**Task directions:** Reproduce each of the following records word for word, keeping every line as it appears.

Location identification records
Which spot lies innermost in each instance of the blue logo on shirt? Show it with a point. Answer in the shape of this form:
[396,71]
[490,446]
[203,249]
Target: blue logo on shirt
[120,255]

**Correct answer:**
Which spot lies innermost in each instance of the blue logo on shirt? Show it with a point. Answer in the shape of this form:
[396,71]
[490,446]
[203,249]
Target: blue logo on shirt
[120,255]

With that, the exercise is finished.